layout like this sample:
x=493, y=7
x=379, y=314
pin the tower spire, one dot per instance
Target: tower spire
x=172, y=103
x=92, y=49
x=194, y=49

#####

Exercise instructions ::
Every entry above must appear again in the reply, exactly as it stands.

Answer box ::
layout like this sample:
x=493, y=7
x=379, y=314
pin the tower spire, one dot per instance
Target: tower spire
x=172, y=103
x=92, y=49
x=194, y=49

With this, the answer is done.